DIRECTIVES:
1) Name every person identified by name in the Libya report.
2) Copy the passage of the Libya report that starts with the words "Maj Gen Nick" and ends after "of Sirte overnight.", switching "shelled" to "bombarded".

SELECTION:
Libya conflict: UK forces should be proud, says Cameron

David Cameron has said UK forces should be "very proud" of what they achieved in Libya and said the US saw Britain as its "strongest and most staunch ally".
     The prime minister said there were a lot of armchair critics, but Americans were "very impressed" by what UK and European forces had achieved.
But Michael Clarke, at the Royal United Services Institute, said the military had been forced to "improvise".
The Royal Navy and RAF continued their Nato operations in Libya on Thursday.
Maj Gen Nick Pope, spokesman for the Chief of the Defence Staff, said British planes destroyed a number of military targets and HMS Liverpool shelled positions at the city of Sirte overnight.
Speaking after co-hosting a summit on Libya with France's Nicolas Sarkozy, Mr Cameron said the UK had played a significant military role in the Nato-led operation to protect Libyan civilians from Col Gaddafi's forces.

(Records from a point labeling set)
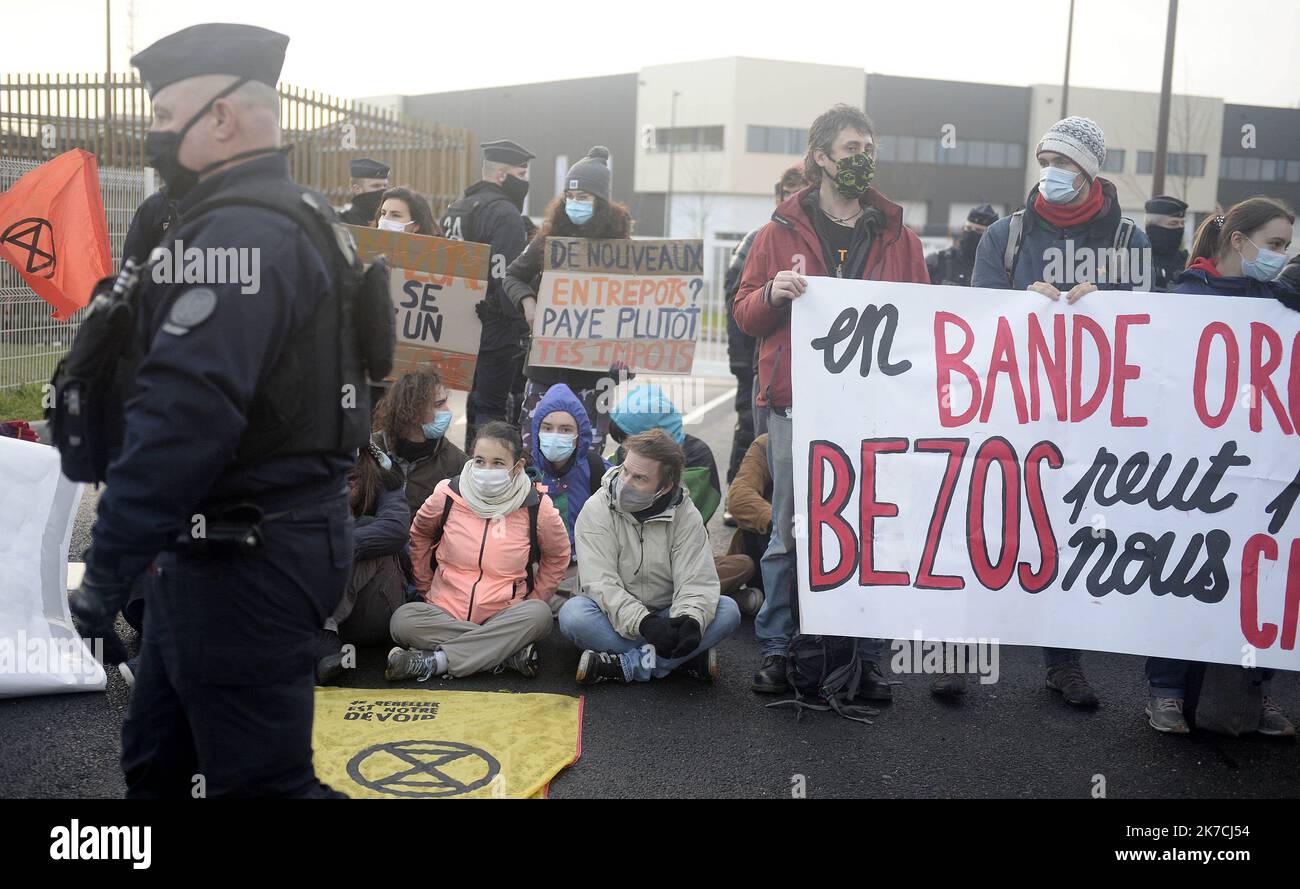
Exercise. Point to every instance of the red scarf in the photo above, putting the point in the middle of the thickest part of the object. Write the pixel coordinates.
(1066, 216)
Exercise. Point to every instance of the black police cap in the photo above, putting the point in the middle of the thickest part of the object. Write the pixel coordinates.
(1166, 206)
(367, 168)
(213, 48)
(503, 151)
(983, 215)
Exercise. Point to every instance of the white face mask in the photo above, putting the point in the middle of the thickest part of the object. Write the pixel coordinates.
(393, 225)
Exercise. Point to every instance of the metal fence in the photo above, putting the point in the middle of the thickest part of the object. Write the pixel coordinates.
(31, 342)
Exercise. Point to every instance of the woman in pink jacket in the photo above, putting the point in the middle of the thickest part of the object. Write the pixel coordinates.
(489, 549)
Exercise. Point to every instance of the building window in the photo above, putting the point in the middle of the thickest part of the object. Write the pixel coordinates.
(687, 138)
(775, 139)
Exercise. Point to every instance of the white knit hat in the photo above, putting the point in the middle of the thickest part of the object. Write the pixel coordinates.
(1079, 139)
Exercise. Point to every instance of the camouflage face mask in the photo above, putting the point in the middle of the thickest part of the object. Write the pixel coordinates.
(854, 174)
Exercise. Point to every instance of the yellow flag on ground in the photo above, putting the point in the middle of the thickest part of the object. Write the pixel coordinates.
(394, 744)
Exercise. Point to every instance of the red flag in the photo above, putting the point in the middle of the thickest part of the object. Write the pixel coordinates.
(53, 230)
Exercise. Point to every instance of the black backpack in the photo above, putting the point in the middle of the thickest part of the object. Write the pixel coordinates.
(824, 672)
(534, 549)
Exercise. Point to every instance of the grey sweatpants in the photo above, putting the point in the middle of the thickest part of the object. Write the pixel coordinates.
(471, 647)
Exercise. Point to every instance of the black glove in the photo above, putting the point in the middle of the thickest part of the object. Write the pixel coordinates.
(688, 636)
(661, 633)
(94, 607)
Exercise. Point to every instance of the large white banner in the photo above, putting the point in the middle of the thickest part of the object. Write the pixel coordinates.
(1117, 475)
(39, 650)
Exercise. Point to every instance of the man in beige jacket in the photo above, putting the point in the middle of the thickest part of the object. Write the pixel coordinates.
(650, 601)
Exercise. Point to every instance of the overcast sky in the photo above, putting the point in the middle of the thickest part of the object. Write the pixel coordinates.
(1246, 51)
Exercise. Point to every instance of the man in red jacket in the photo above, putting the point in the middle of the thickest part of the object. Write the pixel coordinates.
(837, 226)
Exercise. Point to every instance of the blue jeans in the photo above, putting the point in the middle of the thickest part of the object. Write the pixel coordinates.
(585, 625)
(775, 623)
(1168, 677)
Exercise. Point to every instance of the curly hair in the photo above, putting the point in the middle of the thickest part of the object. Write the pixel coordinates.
(609, 220)
(407, 403)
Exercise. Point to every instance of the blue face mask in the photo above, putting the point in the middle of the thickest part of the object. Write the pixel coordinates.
(1057, 185)
(579, 211)
(557, 447)
(438, 428)
(1265, 265)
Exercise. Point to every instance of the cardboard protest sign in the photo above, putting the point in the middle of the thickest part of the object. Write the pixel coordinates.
(434, 285)
(1118, 475)
(603, 302)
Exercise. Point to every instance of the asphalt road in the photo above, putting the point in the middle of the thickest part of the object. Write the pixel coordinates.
(677, 738)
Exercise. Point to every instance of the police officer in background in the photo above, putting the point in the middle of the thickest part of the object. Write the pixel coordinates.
(243, 425)
(369, 181)
(954, 264)
(1165, 220)
(490, 213)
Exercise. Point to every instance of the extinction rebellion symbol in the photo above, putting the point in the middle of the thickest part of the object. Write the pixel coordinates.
(37, 237)
(423, 768)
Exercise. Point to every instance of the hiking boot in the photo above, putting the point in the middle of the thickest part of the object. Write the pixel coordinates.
(410, 663)
(702, 667)
(329, 658)
(1166, 715)
(1073, 685)
(948, 685)
(872, 685)
(596, 667)
(525, 662)
(1274, 723)
(749, 601)
(770, 677)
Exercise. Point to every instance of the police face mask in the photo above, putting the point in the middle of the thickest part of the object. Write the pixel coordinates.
(579, 211)
(1057, 185)
(853, 174)
(437, 428)
(163, 150)
(1266, 264)
(557, 447)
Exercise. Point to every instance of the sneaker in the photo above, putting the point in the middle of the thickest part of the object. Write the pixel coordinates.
(1073, 685)
(1274, 723)
(410, 663)
(329, 658)
(596, 667)
(749, 601)
(702, 667)
(525, 662)
(948, 685)
(770, 677)
(872, 685)
(1166, 715)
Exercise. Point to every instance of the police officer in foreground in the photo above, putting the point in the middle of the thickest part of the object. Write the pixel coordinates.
(369, 181)
(247, 410)
(489, 213)
(954, 264)
(1165, 220)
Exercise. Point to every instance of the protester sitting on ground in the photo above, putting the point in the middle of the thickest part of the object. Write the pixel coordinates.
(1238, 254)
(489, 549)
(585, 209)
(411, 424)
(649, 407)
(646, 575)
(402, 209)
(381, 564)
(749, 499)
(568, 468)
(1070, 212)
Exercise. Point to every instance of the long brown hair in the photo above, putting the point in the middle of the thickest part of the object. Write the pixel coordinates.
(1216, 233)
(406, 404)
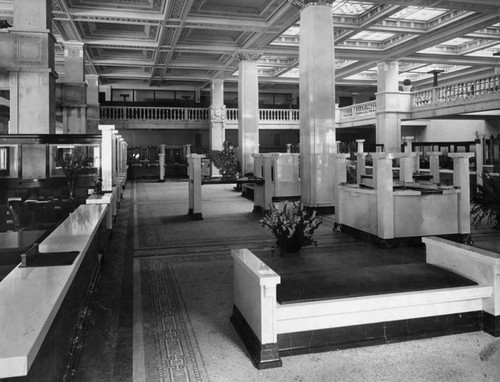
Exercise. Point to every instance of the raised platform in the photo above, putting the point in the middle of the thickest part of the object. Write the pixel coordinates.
(331, 284)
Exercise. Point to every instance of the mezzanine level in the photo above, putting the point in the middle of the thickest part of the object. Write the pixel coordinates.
(474, 95)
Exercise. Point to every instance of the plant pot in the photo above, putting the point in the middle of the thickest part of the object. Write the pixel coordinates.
(292, 244)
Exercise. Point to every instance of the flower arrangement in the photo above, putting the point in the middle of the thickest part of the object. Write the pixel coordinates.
(293, 226)
(225, 160)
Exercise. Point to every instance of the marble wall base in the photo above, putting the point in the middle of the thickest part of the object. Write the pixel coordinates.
(491, 324)
(263, 356)
(378, 333)
(195, 215)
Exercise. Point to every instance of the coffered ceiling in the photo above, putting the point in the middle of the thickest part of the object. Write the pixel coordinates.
(186, 43)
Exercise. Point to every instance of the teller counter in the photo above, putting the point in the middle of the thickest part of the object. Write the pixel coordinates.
(40, 305)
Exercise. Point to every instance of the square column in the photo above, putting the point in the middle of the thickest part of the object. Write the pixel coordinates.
(32, 76)
(216, 136)
(248, 111)
(317, 105)
(461, 180)
(107, 163)
(93, 117)
(388, 128)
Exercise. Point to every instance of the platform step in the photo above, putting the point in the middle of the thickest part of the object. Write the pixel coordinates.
(322, 314)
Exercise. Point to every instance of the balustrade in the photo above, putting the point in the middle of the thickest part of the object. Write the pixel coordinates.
(458, 91)
(154, 113)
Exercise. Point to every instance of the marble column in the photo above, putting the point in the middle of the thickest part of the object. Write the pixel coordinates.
(461, 180)
(217, 118)
(93, 117)
(382, 175)
(32, 75)
(341, 177)
(317, 105)
(434, 166)
(388, 125)
(248, 111)
(74, 89)
(161, 162)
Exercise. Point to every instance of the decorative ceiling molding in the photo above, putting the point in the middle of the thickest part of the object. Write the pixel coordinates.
(192, 40)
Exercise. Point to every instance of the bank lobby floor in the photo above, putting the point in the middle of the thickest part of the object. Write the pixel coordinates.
(164, 299)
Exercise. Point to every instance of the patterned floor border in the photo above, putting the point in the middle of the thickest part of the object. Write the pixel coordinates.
(163, 329)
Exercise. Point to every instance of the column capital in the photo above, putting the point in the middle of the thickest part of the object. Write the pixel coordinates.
(106, 127)
(250, 56)
(217, 112)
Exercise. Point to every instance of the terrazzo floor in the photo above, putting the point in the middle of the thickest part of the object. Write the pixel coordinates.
(152, 227)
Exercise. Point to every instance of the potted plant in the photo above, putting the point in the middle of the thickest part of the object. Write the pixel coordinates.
(486, 201)
(73, 166)
(292, 224)
(226, 160)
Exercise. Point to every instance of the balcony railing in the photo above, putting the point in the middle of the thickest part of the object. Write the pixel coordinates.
(360, 110)
(462, 91)
(269, 115)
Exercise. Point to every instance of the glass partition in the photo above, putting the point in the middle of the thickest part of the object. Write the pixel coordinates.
(75, 154)
(9, 161)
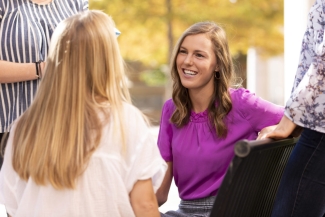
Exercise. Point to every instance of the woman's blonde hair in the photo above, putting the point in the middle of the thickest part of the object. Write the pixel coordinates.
(220, 104)
(84, 78)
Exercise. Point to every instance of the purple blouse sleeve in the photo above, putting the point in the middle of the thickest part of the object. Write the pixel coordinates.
(165, 132)
(257, 111)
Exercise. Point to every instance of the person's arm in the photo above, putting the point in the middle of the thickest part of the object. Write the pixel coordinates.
(15, 72)
(283, 130)
(143, 200)
(162, 192)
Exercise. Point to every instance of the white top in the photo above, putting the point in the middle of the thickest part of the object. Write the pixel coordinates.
(104, 187)
(306, 106)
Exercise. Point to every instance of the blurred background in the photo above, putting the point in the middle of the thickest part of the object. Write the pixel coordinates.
(150, 28)
(264, 38)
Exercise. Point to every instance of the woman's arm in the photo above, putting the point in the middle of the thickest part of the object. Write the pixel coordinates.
(143, 200)
(162, 192)
(15, 72)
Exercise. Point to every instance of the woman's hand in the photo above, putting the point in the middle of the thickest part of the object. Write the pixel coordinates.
(143, 199)
(283, 130)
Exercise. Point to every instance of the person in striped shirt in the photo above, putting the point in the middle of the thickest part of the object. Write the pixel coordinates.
(26, 27)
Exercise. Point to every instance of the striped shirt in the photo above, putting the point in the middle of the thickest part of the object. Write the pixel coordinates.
(25, 32)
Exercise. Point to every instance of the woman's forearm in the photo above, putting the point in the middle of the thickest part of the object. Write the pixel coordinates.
(15, 72)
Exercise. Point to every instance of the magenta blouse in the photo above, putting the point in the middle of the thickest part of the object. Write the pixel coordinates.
(200, 158)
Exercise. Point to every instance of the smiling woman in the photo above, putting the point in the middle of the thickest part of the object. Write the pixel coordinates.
(201, 123)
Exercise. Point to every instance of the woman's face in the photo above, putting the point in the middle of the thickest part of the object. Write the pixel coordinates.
(196, 63)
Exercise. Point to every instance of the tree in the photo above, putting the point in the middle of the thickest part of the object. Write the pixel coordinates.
(149, 28)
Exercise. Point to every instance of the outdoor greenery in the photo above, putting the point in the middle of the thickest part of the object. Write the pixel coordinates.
(150, 28)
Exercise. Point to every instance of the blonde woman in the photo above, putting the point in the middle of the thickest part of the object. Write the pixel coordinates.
(82, 148)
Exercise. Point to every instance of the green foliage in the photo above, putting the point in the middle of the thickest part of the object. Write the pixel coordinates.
(154, 77)
(144, 24)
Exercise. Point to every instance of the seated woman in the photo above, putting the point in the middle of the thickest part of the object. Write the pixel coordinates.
(81, 148)
(205, 118)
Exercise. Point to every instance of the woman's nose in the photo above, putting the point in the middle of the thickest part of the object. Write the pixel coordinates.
(188, 60)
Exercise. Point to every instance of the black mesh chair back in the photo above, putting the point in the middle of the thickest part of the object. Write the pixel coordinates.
(251, 182)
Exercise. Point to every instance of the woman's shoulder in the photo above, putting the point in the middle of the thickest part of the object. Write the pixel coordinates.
(239, 94)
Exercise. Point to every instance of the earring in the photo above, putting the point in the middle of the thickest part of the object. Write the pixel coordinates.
(217, 75)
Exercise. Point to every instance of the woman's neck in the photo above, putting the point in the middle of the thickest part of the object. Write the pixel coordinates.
(200, 101)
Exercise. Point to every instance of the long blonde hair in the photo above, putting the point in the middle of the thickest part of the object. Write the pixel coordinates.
(84, 77)
(221, 95)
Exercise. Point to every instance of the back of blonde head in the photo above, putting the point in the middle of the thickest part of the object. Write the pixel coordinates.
(84, 76)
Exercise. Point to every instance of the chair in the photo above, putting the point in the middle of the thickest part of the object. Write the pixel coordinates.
(251, 182)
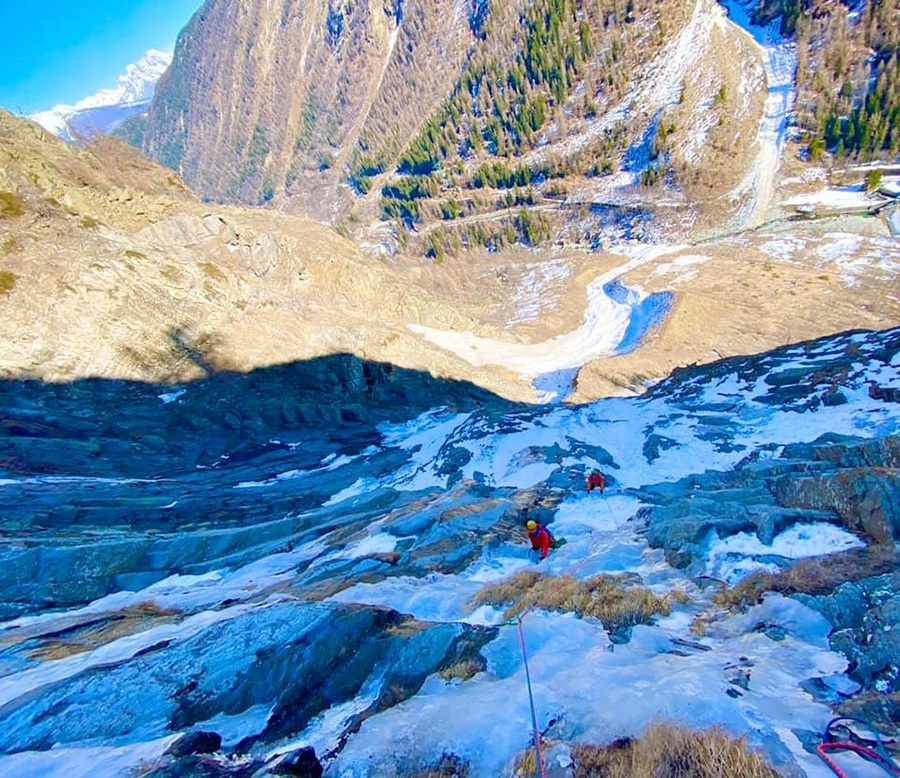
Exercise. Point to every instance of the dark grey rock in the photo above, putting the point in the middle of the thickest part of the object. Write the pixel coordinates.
(199, 742)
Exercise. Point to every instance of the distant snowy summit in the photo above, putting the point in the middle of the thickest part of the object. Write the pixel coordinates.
(102, 111)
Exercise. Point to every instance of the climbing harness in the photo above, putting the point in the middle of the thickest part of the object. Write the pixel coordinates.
(832, 744)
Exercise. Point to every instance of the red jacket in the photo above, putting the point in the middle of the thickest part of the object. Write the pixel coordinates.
(540, 540)
(596, 480)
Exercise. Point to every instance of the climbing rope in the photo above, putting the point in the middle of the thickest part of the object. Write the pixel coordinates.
(537, 734)
(878, 755)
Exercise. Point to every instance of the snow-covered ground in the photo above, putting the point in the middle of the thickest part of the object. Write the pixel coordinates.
(586, 689)
(102, 110)
(780, 62)
(614, 321)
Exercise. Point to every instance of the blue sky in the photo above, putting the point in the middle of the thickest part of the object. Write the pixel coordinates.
(58, 51)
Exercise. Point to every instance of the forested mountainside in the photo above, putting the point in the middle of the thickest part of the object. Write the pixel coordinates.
(468, 126)
(268, 102)
(848, 73)
(284, 103)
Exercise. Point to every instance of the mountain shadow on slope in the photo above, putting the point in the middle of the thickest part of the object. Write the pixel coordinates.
(114, 428)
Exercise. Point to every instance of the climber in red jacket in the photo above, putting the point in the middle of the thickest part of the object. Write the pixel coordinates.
(540, 538)
(595, 480)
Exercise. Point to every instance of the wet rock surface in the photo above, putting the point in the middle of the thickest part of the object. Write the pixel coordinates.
(246, 583)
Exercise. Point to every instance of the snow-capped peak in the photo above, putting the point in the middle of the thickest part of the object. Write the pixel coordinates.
(134, 90)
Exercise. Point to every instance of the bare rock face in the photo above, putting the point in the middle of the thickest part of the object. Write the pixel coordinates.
(267, 101)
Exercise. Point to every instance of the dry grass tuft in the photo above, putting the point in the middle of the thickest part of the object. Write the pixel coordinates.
(7, 281)
(816, 575)
(526, 763)
(464, 669)
(125, 623)
(671, 751)
(449, 766)
(11, 205)
(617, 601)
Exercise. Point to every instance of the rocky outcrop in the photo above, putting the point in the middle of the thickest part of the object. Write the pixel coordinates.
(298, 659)
(806, 483)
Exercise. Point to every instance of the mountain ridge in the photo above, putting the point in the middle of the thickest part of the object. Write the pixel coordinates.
(104, 110)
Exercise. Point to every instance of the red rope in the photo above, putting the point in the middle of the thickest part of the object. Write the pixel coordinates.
(537, 734)
(823, 750)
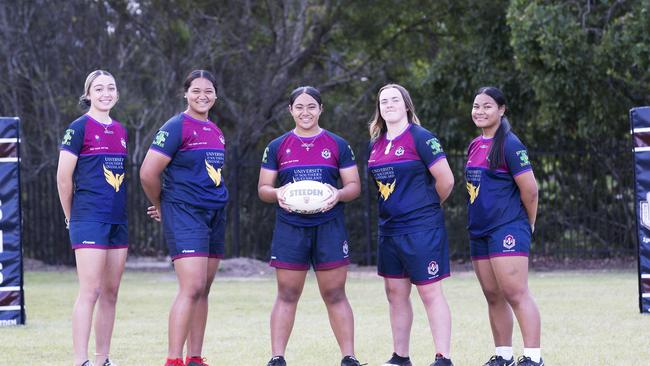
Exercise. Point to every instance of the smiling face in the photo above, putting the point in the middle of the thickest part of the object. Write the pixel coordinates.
(486, 114)
(200, 96)
(102, 93)
(305, 111)
(392, 106)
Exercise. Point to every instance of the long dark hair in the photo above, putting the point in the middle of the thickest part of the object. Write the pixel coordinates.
(496, 156)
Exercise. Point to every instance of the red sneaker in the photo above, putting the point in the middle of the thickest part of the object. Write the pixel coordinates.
(174, 362)
(195, 361)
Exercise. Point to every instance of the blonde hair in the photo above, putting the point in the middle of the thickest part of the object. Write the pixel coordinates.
(83, 99)
(378, 124)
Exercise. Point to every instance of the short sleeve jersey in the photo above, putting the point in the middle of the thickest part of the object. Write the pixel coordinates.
(99, 176)
(194, 175)
(494, 197)
(407, 198)
(316, 158)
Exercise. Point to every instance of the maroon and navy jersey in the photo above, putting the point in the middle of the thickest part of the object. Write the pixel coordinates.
(316, 158)
(494, 197)
(407, 196)
(99, 176)
(194, 175)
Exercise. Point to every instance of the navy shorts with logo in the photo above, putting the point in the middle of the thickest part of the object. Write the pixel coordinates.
(512, 239)
(192, 231)
(422, 256)
(324, 246)
(98, 235)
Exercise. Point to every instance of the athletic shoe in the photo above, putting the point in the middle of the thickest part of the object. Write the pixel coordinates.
(395, 360)
(277, 361)
(174, 362)
(500, 361)
(350, 361)
(195, 361)
(526, 361)
(442, 361)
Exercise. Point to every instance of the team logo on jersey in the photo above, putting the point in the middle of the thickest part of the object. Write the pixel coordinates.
(67, 138)
(473, 191)
(214, 174)
(509, 242)
(114, 180)
(433, 268)
(351, 153)
(435, 146)
(523, 157)
(266, 155)
(385, 190)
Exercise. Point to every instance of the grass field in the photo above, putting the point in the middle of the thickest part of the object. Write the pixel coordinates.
(588, 318)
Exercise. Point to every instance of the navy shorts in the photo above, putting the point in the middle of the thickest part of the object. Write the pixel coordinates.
(192, 231)
(512, 239)
(296, 247)
(98, 235)
(422, 257)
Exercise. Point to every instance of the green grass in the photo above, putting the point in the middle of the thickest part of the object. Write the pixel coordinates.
(588, 318)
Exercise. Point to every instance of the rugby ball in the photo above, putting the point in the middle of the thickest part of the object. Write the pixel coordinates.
(306, 196)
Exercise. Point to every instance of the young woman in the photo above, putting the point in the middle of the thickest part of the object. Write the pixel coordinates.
(502, 207)
(92, 189)
(189, 152)
(309, 152)
(413, 179)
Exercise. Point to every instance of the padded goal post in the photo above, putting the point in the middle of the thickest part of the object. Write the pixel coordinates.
(640, 128)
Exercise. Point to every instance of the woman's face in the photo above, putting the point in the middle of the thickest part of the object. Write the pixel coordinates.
(305, 111)
(486, 113)
(392, 106)
(200, 96)
(102, 93)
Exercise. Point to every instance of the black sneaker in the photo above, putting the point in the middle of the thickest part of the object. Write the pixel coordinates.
(396, 360)
(277, 361)
(350, 361)
(526, 361)
(500, 361)
(442, 361)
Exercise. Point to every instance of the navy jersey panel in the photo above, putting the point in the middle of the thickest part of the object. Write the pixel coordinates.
(317, 158)
(494, 198)
(99, 176)
(194, 175)
(407, 197)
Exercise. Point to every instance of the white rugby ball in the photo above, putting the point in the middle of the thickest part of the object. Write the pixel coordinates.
(306, 196)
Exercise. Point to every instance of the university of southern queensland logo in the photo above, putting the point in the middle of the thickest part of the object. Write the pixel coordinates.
(67, 138)
(473, 191)
(385, 190)
(433, 268)
(160, 138)
(114, 180)
(326, 154)
(644, 207)
(214, 174)
(509, 241)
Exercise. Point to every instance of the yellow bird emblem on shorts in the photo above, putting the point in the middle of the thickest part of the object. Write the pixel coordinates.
(215, 174)
(386, 189)
(473, 191)
(114, 180)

PER-TASK ANSWERS:
1) David Cameron, Michael Clarke, Maj Gen Nick Pope, Nicolas Sarkozy, Col Gaddafi

2)
Maj Gen Nick Pope, spokesman for the Chief of the Defence Staff, said British planes destroyed a number of military targets and HMS Liverpool bombarded positions at the city of Sirte overnight.